:: TASK INSTRUCTIONS ::
Find every line in the entries below that contains the string "positive", and copy each of those lines.

:: Saved entries ::
Segment Open

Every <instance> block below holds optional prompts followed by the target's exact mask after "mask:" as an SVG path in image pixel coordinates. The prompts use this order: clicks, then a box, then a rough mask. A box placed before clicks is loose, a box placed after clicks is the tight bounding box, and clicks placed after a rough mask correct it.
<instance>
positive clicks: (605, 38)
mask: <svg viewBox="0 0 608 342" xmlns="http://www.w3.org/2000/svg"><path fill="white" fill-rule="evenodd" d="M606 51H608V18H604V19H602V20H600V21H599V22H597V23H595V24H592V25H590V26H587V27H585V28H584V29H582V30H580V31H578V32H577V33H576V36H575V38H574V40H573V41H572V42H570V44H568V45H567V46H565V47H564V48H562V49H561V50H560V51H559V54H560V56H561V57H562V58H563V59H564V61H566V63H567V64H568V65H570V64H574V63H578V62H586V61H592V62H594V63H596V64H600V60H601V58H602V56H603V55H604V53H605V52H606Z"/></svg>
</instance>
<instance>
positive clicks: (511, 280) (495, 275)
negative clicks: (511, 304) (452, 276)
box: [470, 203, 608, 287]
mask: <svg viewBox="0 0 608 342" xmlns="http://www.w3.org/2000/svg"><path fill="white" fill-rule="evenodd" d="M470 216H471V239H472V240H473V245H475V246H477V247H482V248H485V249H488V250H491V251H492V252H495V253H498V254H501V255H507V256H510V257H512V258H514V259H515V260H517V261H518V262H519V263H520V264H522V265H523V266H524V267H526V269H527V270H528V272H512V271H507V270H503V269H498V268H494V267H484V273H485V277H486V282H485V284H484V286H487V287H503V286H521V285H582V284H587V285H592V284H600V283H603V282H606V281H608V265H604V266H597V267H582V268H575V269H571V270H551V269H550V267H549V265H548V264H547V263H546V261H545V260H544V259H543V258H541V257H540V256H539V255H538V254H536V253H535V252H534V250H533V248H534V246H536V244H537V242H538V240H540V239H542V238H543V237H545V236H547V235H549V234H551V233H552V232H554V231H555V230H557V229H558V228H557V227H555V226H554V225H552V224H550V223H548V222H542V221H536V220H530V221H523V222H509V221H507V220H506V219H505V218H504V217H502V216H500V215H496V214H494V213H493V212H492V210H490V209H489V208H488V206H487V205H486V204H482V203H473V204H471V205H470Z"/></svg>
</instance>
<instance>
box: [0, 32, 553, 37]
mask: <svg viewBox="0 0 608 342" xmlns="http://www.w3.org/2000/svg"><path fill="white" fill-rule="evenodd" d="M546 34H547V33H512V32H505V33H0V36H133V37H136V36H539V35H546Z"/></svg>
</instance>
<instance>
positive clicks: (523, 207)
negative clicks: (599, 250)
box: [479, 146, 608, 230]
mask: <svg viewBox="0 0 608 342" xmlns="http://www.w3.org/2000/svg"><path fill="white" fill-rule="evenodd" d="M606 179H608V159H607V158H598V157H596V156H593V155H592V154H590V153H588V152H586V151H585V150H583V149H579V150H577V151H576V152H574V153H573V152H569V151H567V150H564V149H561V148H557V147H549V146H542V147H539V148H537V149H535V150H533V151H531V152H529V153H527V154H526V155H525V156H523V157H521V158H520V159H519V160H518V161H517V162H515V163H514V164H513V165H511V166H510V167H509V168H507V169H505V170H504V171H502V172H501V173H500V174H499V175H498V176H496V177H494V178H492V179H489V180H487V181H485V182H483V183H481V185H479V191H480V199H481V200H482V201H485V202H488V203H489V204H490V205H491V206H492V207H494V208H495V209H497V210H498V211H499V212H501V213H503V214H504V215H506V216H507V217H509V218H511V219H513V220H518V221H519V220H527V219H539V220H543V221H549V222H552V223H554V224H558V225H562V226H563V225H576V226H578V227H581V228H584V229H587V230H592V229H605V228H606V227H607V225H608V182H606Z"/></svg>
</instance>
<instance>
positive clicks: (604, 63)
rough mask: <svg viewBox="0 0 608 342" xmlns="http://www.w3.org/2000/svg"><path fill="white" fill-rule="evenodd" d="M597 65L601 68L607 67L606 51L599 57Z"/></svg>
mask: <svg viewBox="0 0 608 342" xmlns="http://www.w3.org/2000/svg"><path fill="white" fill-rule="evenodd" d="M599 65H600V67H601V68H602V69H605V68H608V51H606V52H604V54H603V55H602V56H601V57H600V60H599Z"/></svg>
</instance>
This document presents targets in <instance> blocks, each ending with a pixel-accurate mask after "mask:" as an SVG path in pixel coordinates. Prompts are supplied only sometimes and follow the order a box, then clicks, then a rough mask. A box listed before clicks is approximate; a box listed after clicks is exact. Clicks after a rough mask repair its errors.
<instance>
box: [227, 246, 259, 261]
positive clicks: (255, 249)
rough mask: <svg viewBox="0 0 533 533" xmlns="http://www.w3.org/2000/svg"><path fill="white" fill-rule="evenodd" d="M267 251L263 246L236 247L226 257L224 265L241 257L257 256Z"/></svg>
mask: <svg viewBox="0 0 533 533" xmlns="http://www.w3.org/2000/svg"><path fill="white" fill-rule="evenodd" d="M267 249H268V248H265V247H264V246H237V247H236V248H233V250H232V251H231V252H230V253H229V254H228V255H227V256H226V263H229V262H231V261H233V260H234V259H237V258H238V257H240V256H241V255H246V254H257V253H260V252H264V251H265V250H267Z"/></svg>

Segment Closed
Segment Open

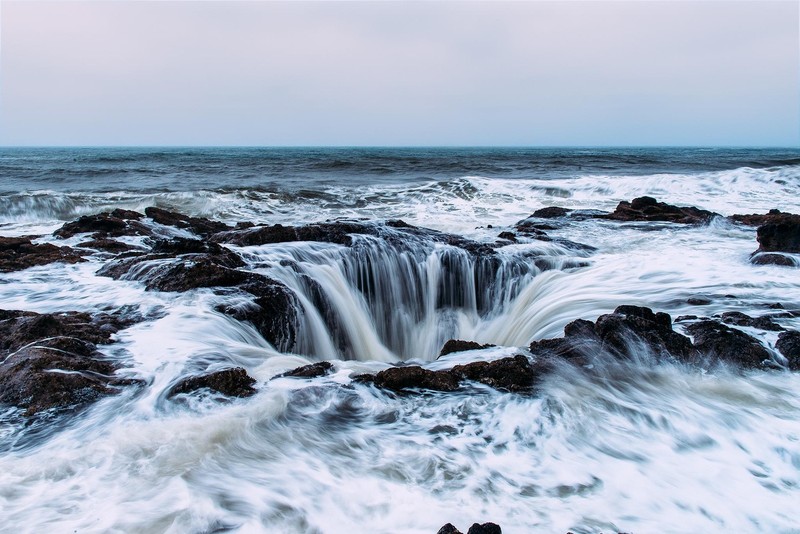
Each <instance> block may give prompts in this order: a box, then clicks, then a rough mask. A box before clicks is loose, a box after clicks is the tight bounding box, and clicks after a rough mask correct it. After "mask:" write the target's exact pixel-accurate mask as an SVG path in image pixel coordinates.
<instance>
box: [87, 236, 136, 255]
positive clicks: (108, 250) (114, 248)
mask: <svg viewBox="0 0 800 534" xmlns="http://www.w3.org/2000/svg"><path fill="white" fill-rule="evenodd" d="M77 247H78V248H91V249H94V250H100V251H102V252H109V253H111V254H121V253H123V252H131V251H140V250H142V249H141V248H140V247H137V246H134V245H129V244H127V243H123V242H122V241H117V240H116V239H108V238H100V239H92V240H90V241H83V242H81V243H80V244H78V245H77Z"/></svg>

Segment Closed

:: YOUR RESPONSE ::
positive clicks: (605, 38)
positive clicks: (511, 280) (495, 275)
positive clicks: (523, 207)
positive clicks: (604, 63)
positive clicks: (255, 249)
positive clicks: (108, 250) (114, 248)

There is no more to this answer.